Contour labeling records
● ● ● ● ● ● ●

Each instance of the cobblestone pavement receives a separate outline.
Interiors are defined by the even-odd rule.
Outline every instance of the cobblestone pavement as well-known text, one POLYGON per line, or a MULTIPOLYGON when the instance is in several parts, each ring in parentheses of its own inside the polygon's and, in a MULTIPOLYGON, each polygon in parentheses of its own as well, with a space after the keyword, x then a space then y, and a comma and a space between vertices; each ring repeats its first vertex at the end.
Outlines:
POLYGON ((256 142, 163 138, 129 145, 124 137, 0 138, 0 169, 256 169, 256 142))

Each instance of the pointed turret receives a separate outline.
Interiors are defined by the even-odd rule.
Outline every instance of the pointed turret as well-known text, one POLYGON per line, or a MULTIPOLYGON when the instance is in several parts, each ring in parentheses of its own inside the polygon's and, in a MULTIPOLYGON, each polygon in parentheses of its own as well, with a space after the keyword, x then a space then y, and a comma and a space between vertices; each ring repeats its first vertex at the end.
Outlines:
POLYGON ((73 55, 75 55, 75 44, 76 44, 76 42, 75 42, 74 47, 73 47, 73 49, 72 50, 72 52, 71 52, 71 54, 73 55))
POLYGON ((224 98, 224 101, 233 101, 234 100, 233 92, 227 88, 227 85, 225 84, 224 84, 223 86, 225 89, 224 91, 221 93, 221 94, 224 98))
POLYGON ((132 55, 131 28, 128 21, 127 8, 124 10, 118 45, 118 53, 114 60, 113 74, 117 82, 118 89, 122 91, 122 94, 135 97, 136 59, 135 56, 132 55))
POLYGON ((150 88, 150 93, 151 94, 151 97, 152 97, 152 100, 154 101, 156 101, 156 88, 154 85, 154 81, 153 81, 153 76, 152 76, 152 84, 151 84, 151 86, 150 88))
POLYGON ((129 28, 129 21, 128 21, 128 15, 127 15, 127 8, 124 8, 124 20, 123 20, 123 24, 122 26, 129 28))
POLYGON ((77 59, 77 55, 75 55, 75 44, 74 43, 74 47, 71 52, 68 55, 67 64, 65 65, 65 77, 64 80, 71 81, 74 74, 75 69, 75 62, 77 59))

● ● ● ● ● ● ●

• [Your instructions] Convert all of the records above into a two-column CSV headed request and outlines, with one row per request. Put each request's text and its outlines in one quoted field apiece, with line breaks replaced by spaces.

• [Response to the exercise]
request,outlines
"Each instance of the cobblestone pavement receives a separate outline. Interiors are defined by the even-odd rule. Outline every instance of the cobblestone pavement as well-known text, one POLYGON per line, or a MULTIPOLYGON when the instance is in several parts, each ring in parentheses of its own inside the polygon's and, in a MULTIPOLYGON, each polygon in parentheses of its own as well, with a space after the keyword, x then a space then y, and a comma and a space between vertices; each ring repeats its first vertex at the end. Outlines:","POLYGON ((256 142, 163 138, 129 145, 124 137, 0 138, 0 169, 256 169, 256 142))"
"Each instance of the pointed turret receives a separate outline. Interiors are defined by the even-odd rule. Outline every instance of the pointed turret as well-known text, one POLYGON per line, or a MULTIPOLYGON when the instance is in several parts, each ring in parentheses of its own inside the polygon's and, in a MULTIPOLYGON, each polygon in parentheses of its own as well, with a space after the keyword, x then a space then y, and a comma and a space between vertices; each ring repeats its first vertex at the end. Outlines:","POLYGON ((73 55, 75 55, 75 44, 76 44, 76 42, 75 42, 74 47, 73 47, 73 49, 72 50, 72 52, 71 52, 71 54, 73 55)) POLYGON ((224 98, 224 101, 233 101, 234 100, 233 92, 227 88, 227 85, 225 84, 224 84, 223 86, 225 89, 224 91, 221 93, 221 94, 224 98)) POLYGON ((132 55, 131 28, 128 21, 127 8, 124 10, 118 45, 118 53, 114 60, 113 74, 117 82, 118 89, 122 91, 122 94, 135 97, 136 59, 135 56, 132 55)) POLYGON ((150 88, 150 93, 151 94, 151 97, 152 97, 152 100, 154 101, 156 101, 156 88, 154 85, 154 81, 153 81, 153 76, 152 76, 152 84, 151 84, 151 86, 150 88)) POLYGON ((129 28, 129 21, 128 21, 128 15, 127 15, 127 8, 124 8, 124 20, 123 20, 123 24, 122 26, 129 28)) POLYGON ((77 59, 77 55, 75 55, 75 44, 74 43, 74 47, 71 52, 68 55, 67 64, 65 65, 65 77, 64 80, 71 81, 74 74, 75 69, 75 62, 77 59))"